**やること:**
A. デッサン入門の文章のうち、「デッサンは専用の道具がないと」を含む語句で始まり「ルであったり、カルトンであったりします。」で終わる部分を、一字も変えずにそのまま書き写してください。
B. デッサン入門の文章を、最後に示された文の次から引き続き書き進めてください。

初心者がデッサン講座を始める前に知って欲しいこと

初めてデッサンをするとき、何から手をつけて良いのか、わかならないことだらけだと思います。画材屋で適当な画材を買おうにも、多すぎてどれを選べば良いのかわかりません。

そもそも、使ったことのない画材は使う発想すら浮かばないと思います。やはりこういうときは、誰か描いたことのある人に習うのが一番手っ取り早く、確実です。

ここでは、デッサン初心者が知っておいたほうが良い初歩の初歩と、講座の選び方を紹介します。

初心者がデッサンを始めるには

デッサンをしたことがない、という全くの初心者の方は、まずはデッサンをするのに必要な道具を知るところからスタートしましょう。

デッサンは専用の道具がないとうまく描けないことがあります。道具次第で、デッサンの結果が大きく変わるためです。

例えば、イーゼルを使うか使わないかでもデッサンの結果は変わってきます。机の上で描くと、画面の下の方が自分に近く、画面の上の方が自分から遠いため、描き終えたら上の方の図像が縮んでしまった、ということがあります。

そういった不都合を解消するための専用の道具がイーゼルであったり、カルトンであったりします。

(記録データ)
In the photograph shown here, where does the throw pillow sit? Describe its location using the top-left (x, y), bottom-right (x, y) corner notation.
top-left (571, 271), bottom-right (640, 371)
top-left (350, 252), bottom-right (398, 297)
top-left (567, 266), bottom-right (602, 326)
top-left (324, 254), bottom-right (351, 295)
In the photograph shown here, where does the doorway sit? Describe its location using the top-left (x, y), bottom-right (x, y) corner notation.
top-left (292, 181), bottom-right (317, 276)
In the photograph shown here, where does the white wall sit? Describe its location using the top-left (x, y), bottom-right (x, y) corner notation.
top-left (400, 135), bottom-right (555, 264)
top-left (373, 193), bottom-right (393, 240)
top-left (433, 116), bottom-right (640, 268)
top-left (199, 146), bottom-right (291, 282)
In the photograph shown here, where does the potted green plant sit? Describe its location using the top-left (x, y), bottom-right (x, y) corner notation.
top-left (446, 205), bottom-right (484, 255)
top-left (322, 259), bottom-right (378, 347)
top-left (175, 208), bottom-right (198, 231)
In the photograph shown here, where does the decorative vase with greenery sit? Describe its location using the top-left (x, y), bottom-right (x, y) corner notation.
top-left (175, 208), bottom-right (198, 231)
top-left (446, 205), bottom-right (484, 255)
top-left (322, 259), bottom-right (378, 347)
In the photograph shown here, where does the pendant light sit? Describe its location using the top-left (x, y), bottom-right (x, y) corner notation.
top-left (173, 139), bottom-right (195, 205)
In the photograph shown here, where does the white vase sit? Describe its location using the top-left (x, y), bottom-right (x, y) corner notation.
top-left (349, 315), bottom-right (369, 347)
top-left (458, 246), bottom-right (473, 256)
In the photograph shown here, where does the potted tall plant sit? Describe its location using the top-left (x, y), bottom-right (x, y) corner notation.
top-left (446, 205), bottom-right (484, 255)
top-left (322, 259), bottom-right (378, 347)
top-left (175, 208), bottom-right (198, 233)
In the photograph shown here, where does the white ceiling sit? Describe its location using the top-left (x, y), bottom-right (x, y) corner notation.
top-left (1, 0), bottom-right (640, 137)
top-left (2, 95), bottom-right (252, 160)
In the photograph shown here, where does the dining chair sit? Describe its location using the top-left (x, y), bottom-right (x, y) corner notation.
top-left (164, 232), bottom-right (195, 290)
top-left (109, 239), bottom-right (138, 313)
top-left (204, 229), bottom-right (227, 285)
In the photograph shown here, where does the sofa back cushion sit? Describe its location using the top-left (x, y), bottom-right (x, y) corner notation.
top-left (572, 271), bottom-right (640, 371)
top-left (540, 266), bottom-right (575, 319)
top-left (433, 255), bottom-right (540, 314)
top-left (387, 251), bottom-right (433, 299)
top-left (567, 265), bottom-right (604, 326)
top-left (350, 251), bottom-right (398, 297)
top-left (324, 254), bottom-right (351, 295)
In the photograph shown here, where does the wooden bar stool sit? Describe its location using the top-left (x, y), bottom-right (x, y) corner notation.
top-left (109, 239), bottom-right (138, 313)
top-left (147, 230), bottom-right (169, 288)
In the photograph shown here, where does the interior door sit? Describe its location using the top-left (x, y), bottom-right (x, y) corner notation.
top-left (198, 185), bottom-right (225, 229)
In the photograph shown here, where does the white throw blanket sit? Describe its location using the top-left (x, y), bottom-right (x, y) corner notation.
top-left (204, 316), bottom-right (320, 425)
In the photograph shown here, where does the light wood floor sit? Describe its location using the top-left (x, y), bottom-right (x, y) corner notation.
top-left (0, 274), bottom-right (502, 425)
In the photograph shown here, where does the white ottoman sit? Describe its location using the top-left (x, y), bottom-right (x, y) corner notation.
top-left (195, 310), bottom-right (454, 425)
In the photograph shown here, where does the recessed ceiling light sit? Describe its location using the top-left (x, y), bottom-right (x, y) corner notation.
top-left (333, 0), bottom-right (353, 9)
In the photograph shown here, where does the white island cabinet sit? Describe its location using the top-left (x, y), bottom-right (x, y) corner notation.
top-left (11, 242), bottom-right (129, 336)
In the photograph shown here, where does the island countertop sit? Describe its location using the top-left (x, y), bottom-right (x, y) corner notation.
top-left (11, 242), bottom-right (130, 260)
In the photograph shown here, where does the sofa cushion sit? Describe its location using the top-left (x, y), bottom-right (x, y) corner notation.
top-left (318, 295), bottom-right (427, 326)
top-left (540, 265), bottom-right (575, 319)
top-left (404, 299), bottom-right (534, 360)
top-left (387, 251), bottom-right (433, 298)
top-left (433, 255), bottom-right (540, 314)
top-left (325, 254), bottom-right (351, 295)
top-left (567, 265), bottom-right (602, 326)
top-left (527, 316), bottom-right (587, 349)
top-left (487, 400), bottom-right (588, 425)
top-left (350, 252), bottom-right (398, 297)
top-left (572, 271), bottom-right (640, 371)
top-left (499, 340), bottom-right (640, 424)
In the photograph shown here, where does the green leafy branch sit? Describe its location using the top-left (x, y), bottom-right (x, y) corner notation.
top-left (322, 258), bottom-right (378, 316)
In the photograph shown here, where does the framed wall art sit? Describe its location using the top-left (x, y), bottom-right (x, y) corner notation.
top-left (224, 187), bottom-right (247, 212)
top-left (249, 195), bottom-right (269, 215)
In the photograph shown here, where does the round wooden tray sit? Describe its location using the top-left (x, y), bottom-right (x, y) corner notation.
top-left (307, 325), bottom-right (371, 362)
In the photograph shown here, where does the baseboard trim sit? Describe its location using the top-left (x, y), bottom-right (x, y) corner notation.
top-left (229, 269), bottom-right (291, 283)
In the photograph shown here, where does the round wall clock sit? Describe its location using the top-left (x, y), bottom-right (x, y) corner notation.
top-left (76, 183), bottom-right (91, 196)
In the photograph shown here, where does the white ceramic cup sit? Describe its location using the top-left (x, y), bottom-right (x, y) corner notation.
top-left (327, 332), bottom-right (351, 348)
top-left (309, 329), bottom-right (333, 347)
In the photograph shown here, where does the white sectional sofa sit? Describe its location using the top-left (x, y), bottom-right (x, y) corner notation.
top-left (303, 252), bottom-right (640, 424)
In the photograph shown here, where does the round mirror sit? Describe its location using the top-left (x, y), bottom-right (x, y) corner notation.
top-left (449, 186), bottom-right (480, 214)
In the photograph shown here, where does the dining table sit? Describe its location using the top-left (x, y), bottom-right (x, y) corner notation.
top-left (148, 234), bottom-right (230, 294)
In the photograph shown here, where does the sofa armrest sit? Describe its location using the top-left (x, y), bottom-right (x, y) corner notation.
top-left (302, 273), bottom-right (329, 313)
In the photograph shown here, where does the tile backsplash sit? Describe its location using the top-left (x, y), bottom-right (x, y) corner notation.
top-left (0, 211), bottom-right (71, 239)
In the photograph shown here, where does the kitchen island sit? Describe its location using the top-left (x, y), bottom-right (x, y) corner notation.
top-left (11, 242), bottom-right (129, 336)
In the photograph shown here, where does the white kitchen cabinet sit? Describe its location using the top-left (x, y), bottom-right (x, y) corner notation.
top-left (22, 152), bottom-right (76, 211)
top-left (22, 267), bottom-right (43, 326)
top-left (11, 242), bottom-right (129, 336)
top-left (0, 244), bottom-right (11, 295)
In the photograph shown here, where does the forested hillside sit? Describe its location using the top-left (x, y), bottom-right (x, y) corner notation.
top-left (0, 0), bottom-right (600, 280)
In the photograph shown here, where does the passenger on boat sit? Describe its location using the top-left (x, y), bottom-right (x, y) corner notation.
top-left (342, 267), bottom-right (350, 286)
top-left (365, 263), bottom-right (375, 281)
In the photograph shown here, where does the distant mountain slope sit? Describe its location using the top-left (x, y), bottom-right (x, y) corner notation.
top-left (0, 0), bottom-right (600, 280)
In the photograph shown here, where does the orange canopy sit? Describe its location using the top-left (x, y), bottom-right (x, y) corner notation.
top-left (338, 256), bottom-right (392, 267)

**タスク別の出力:**
A.
デッサンは専用の道具がないとうまく描けないことがあります。道具次第で、デッサンの結果が大きく変わるためです。

例えば、イーゼルを使うか使わないかでもデッサンの結果は変わってきます。机の上で描くと、画面の下の方が自分に近く、画面の上の方が自分から遠いため、描き終えたら上の方の図像が縮んでしまった、ということがあります。

そういった不都合を解消するための専用の道具がイーゼルであったり、カルトンであったりします。

B.
デッサンで使う鉛筆の種類

デッサンで使う鉛筆には多くの種類があります。初めての人にとってはそれだけでも面食らってしまうかもしれません。

デッサン用鉛筆はブランドによっては10B〜10Hと硬度(濃さ)がたくさんあります。しかし、まずはじめの選び方としては、硬度よりも、そのブランドがデッサン用かどうかを確認しましょう。

なぜなら、デッサン用に作られたブランドの鉛筆は、鉛筆の材料である黒鉛の質が均一で質が高いためです。そのため、文字を書く用に作られた鉛筆より、色をつけたときに色むらができにくくなっています。

例えば、文字を書く用のトンボ鉛筆と、デッサン用である三菱のハイユニ(Hi-uni)では粒子の均一さが異なります。ぱっと見は些細な差かもしれませんが、画面全体に色をつけると、この小さな差がデッサンの質に差となってきます。

そのため、デッサンをする際は、デッサン用の鉛筆を選びましょう。日本で代表的なデッサン用鉛筆は、「三菱のHi-uni」「三菱のuni」「ステッドラーのマルスルモグラフ」の3つです。

より詳しく知りたい方は、以下のテキストもご覧ください。

>>「デッサンでよく使われているおすすめの鉛筆」

鉛筆の持ち方

デッサンをするときは、独特の鉛筆の持ち方があります。鉛筆をつまむように軽く持ち、画面から手を浮かせます。この持ち方をすることで、広い範囲に色をつけやすくなったり、長い直線や曲線を引いたりすることができます。

例えば、文字を書く持ち方だと、A4より大きい画面に色をつけるのが大変です。手で画面を擦ってしまい、せっかくつけた色が、意図せずぼやけてしまうこともよくあります。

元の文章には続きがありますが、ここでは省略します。